→ **INSTRUCTION**: Please pull out every line below that contains the string "small" and copy each one unchanged.

____ MATERIAL FOR THIS TASK

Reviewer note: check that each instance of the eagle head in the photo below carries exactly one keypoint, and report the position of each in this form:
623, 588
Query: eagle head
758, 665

________
____ MATERIAL FOR THIS TASK

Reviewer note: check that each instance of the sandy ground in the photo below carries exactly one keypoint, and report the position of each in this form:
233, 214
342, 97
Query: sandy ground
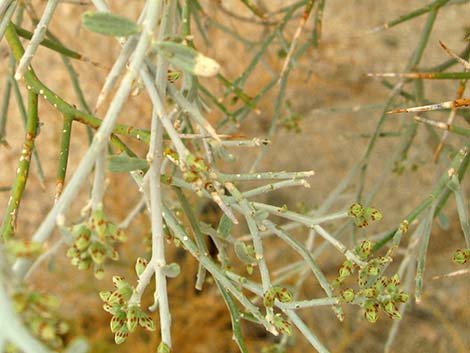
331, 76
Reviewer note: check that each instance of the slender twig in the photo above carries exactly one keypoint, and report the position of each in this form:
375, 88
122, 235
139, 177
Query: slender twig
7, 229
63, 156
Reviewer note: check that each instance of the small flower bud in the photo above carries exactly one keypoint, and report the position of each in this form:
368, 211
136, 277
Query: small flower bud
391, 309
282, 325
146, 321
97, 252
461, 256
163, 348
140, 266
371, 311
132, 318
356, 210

________
____ MATERIAL FOR THIS TASK

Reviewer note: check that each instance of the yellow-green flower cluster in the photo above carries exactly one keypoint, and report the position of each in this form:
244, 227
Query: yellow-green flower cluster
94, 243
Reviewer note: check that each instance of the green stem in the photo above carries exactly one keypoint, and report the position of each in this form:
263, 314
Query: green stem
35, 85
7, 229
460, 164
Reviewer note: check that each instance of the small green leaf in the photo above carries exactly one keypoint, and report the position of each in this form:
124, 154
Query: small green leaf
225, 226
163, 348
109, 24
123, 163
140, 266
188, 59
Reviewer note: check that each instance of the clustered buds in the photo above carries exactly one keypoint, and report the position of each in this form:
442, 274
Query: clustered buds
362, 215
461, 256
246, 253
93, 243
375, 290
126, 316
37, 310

________

→ **THE OUTPUT**:
Reviewer note: check that each instance of the small flower bud in the photo above carries exactly one keypoint, and report the position of each in this form:
Query: small flower bud
Reviewer note: check that each instance of the small green leaf in the photo above carries exactly one keypoint, and report the position of each in this form:
Query: small green leaf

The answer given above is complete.